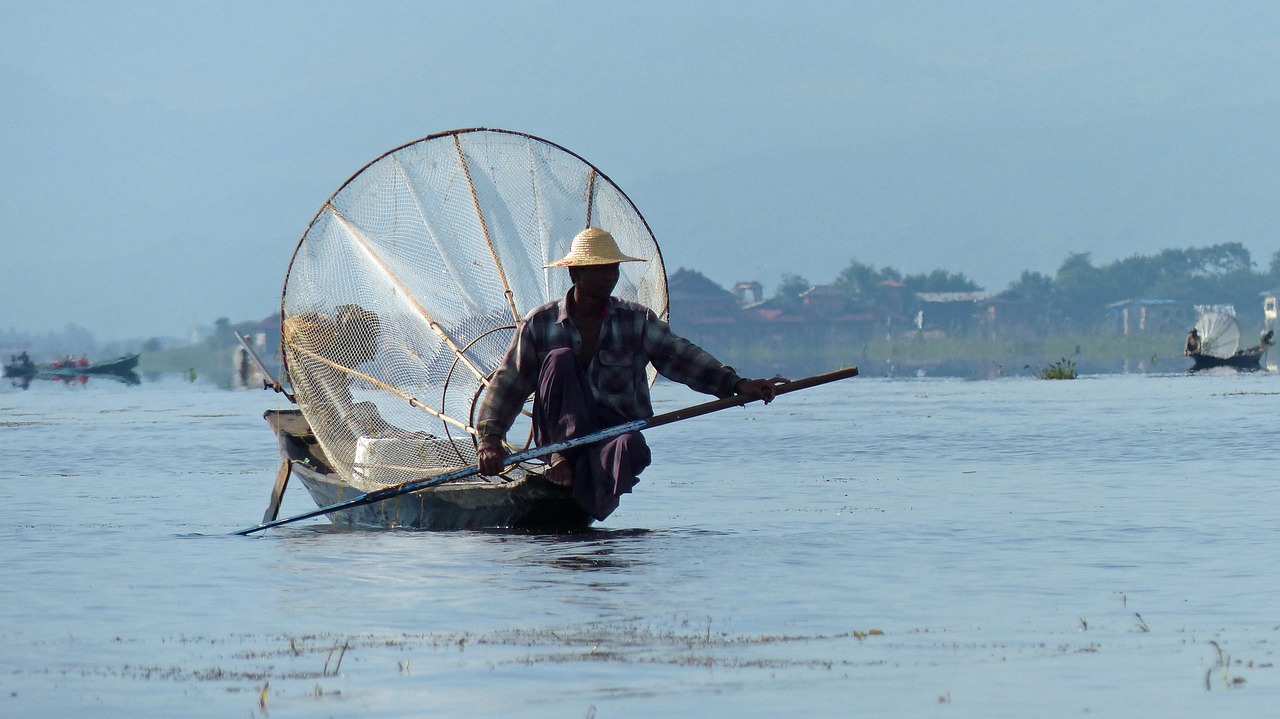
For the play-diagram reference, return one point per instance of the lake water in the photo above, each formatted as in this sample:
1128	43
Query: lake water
1104	546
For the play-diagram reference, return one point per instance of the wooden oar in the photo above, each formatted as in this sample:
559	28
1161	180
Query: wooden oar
268	380
656	421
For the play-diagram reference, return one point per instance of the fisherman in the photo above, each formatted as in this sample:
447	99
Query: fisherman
584	358
1193	343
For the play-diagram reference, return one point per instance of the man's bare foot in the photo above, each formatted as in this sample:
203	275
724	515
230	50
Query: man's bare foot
560	471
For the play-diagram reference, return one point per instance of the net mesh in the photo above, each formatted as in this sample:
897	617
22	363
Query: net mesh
403	293
1220	335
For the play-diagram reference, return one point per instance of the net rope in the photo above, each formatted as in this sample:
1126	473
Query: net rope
403	293
1220	334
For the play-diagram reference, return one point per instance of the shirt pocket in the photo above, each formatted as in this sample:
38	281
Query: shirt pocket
616	370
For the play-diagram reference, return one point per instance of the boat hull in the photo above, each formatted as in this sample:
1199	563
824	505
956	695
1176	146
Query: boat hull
1247	360
528	503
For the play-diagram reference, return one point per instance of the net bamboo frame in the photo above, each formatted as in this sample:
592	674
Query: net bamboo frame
405	289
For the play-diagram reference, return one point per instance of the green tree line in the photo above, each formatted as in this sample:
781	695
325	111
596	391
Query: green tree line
1075	298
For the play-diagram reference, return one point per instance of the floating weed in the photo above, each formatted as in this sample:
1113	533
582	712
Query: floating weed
342	651
1061	370
1224	668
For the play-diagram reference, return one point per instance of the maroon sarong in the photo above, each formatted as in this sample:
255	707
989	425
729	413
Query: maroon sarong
565	408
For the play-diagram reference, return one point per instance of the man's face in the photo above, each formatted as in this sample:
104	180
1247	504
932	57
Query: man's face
595	280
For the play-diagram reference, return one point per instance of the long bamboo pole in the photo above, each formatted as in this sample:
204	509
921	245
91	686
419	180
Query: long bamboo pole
656	421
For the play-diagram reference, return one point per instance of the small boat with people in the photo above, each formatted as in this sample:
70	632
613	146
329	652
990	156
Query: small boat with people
398	306
21	367
1215	342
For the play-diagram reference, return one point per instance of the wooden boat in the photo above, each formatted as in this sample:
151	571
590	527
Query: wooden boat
120	369
1219	344
1248	358
526	503
398	305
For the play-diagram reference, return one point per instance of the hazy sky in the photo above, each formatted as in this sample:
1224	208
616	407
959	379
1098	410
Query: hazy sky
163	159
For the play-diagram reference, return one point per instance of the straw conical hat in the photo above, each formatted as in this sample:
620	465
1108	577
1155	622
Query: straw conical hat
593	246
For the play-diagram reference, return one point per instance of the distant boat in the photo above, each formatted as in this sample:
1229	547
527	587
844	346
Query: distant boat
1220	344
398	306
21	367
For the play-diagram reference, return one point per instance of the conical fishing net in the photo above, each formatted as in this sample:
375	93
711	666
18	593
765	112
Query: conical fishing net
405	291
1220	335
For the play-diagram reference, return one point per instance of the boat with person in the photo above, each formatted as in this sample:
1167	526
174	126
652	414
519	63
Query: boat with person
400	302
1215	342
21	367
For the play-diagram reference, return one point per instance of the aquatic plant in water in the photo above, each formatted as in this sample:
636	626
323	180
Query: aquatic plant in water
1061	370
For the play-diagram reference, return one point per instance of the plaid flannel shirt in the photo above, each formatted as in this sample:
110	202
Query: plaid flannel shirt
631	338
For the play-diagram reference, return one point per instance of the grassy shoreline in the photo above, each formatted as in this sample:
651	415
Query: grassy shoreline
935	357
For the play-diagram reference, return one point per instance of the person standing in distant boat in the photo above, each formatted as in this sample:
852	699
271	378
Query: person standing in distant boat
1193	343
584	358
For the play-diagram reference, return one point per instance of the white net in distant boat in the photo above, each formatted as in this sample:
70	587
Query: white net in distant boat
1220	334
405	291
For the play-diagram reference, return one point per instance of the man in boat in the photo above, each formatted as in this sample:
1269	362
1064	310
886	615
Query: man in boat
584	358
1193	343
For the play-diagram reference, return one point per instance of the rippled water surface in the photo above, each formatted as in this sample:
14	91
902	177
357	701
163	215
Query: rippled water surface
1104	546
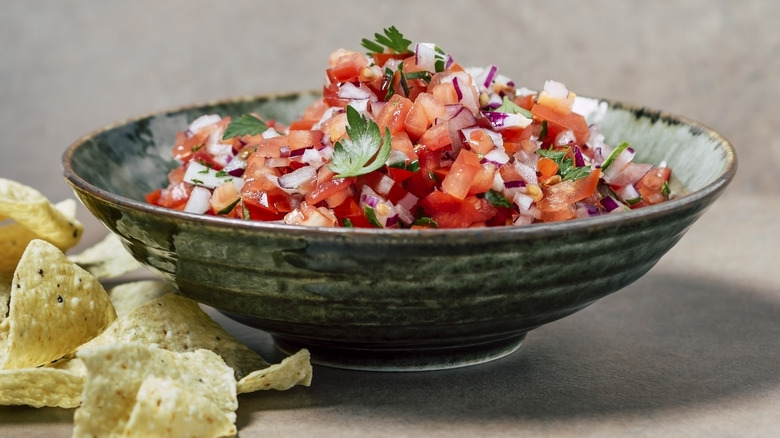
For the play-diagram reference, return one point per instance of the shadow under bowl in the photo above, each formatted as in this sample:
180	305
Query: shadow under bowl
391	299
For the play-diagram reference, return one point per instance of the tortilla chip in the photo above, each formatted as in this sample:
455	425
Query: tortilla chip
165	408
39	387
54	307
5	295
116	372
177	323
293	370
15	234
56	386
127	296
107	259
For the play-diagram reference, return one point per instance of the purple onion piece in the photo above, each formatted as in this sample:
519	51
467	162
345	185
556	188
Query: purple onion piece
455	83
609	203
236	172
578	160
514	184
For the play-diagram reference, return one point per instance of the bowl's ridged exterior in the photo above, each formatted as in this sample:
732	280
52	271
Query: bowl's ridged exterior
392	293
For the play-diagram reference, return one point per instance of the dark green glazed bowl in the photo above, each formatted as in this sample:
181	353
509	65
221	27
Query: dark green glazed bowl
392	299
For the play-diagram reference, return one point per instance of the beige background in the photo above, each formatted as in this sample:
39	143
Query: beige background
692	349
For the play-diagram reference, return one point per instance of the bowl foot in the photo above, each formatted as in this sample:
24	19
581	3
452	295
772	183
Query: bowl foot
403	359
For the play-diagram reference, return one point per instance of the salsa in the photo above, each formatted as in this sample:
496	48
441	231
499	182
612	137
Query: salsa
405	137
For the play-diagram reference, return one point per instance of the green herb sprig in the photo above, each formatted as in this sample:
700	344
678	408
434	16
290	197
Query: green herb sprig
364	151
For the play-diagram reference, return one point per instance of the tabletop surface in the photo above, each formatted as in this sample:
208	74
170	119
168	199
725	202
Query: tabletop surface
691	349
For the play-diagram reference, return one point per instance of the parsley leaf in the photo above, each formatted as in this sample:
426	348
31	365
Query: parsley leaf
244	125
392	38
364	150
507	106
371	216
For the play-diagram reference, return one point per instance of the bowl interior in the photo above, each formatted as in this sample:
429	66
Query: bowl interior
132	158
470	295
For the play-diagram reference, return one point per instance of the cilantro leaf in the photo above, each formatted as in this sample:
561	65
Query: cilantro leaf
567	169
244	125
392	39
364	151
507	106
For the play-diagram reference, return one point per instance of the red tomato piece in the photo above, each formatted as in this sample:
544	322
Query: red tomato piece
461	175
557	122
448	211
393	114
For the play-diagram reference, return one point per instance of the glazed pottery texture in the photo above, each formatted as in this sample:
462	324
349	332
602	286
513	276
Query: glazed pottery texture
391	299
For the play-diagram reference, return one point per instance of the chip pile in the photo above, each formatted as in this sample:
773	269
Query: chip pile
136	360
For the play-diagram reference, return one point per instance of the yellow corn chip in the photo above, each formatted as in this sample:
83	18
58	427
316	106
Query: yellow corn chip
116	372
5	296
39	387
165	408
16	234
106	259
293	370
127	296
54	307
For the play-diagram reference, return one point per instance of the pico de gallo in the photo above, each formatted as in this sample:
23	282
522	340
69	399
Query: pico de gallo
405	137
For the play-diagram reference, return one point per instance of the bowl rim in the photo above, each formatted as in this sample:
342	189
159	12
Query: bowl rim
713	189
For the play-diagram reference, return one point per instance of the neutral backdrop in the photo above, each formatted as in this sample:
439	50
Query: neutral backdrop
692	349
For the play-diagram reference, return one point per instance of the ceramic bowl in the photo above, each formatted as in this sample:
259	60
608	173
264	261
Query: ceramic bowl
382	299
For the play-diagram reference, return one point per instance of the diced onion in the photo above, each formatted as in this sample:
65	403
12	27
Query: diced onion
297	177
199	201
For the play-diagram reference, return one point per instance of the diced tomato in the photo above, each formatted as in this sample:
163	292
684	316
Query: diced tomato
327	189
557	122
422	182
175	196
461	174
450	212
393	114
265	205
330	94
224	196
526	101
480	142
652	184
483	180
399	175
444	93
400	142
437	137
304	139
347	68
350	210
382	58
563	195
546	167
154	197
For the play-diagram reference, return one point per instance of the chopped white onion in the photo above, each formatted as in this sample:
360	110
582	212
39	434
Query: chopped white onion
297	177
199	201
202	122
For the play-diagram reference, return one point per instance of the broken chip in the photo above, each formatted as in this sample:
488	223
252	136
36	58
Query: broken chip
57	386
106	259
54	307
166	408
116	373
177	323
17	229
128	296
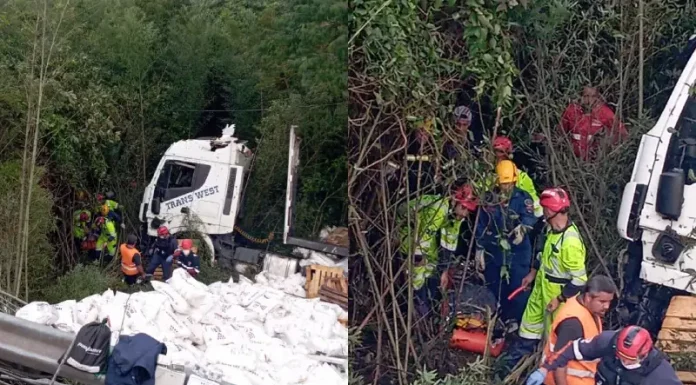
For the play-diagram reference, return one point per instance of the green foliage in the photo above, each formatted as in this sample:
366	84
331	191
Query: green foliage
40	225
127	78
531	59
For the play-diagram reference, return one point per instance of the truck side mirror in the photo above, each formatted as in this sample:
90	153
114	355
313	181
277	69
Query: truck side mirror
155	205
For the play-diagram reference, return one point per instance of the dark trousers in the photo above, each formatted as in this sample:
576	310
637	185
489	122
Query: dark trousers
96	255
428	297
502	288
130	280
166	263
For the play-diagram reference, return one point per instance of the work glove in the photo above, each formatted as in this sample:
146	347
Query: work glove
537	377
518	234
480	259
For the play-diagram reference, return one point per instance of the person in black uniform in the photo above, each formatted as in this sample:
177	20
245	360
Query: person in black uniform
626	357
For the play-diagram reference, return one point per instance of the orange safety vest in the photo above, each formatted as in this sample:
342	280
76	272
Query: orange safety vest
578	372
127	265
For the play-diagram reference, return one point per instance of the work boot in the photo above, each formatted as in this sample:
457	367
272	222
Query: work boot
518	349
511	326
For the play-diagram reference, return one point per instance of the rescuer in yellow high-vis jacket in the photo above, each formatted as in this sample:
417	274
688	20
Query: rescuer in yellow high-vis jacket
456	233
503	148
558	272
418	240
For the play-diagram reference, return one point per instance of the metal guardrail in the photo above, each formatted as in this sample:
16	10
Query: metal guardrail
9	304
38	347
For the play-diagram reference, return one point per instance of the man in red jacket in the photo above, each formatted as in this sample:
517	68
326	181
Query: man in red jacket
584	122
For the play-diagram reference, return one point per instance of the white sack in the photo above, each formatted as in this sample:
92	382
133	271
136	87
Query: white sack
177	302
171	324
87	310
187	287
238	356
39	312
66	316
215	335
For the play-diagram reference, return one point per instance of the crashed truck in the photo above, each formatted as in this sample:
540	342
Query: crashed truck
226	333
200	184
658	210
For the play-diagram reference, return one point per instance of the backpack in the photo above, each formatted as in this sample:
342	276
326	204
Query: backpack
90	350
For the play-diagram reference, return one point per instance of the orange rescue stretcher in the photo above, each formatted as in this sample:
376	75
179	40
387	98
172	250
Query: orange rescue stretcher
471	332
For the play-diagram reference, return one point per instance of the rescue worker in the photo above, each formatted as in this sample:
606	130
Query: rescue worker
107	236
626	357
456	232
455	143
504	250
114	207
502	145
162	253
187	259
81	220
419	156
81	226
427	214
558	272
131	261
585	121
579	318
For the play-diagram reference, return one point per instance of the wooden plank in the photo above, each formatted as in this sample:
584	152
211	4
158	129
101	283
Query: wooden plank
317	275
674	323
682	307
676	346
687	377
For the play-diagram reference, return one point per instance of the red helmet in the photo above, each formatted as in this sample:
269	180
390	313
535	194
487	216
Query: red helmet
555	199
465	197
162	231
633	343
502	143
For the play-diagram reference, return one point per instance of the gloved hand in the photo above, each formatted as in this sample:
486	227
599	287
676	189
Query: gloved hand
537	377
518	234
480	259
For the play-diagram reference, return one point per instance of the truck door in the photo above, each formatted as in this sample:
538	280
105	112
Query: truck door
233	196
182	188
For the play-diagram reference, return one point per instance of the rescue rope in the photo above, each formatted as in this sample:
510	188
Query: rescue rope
253	239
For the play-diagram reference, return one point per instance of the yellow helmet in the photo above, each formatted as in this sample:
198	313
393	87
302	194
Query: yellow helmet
507	171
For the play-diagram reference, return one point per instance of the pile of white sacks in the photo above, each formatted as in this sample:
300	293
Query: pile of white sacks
243	333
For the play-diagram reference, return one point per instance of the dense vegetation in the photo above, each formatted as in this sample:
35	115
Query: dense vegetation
93	91
410	60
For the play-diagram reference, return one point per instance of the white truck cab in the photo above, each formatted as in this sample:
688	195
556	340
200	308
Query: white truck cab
198	184
658	206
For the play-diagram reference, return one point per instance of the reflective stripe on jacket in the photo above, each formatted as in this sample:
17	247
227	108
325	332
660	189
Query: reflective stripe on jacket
449	234
128	267
563	258
578	372
526	184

★ ★ ★ ★ ★

[Do this]: Copy the lines word for word, beginning at the line that contains "the truck door" and ending with the last line of the data.

[Completed exercise]:
For the play-diagram reference, return one point per instance of the truck door in the photo above, each formatted as in this sample:
538	280
105	112
Query: truck door
233	196
182	188
For the play-diagram reference, return one point per instance of the rescue rope in the photo above, each formatted as in this sample:
510	188
Query: rescue rope
253	239
For the play-diagram reference, return one point per instance of the yellow helmet in the photo above, each formatted as in this sample:
198	313
393	87
302	194
Query: yellow helmet
507	171
For the play-diagram reference, return one point per instance of the pile of white sacks in the photo above, each formatted as in this sample:
300	293
Query: pile of white sacks
243	333
For the play-diagram reference, return one point per instance of the dense vegetation in the photo above, each formatted as in this sample:
35	115
Query: dense vegetation
93	91
410	60
For the play-diagram reference, return one point per instance of the white truck cab in the photo above, each formatted as in this sample:
688	195
556	340
200	308
Query: white truck cab
198	184
658	206
For the play-diagram reference, return one point per instance of the reflective stripe on jacket in the photo above, each formatted as in this sample:
17	247
227	108
325	332
660	189
Query: reflective stripe on jacket
449	234
128	267
563	258
578	372
526	184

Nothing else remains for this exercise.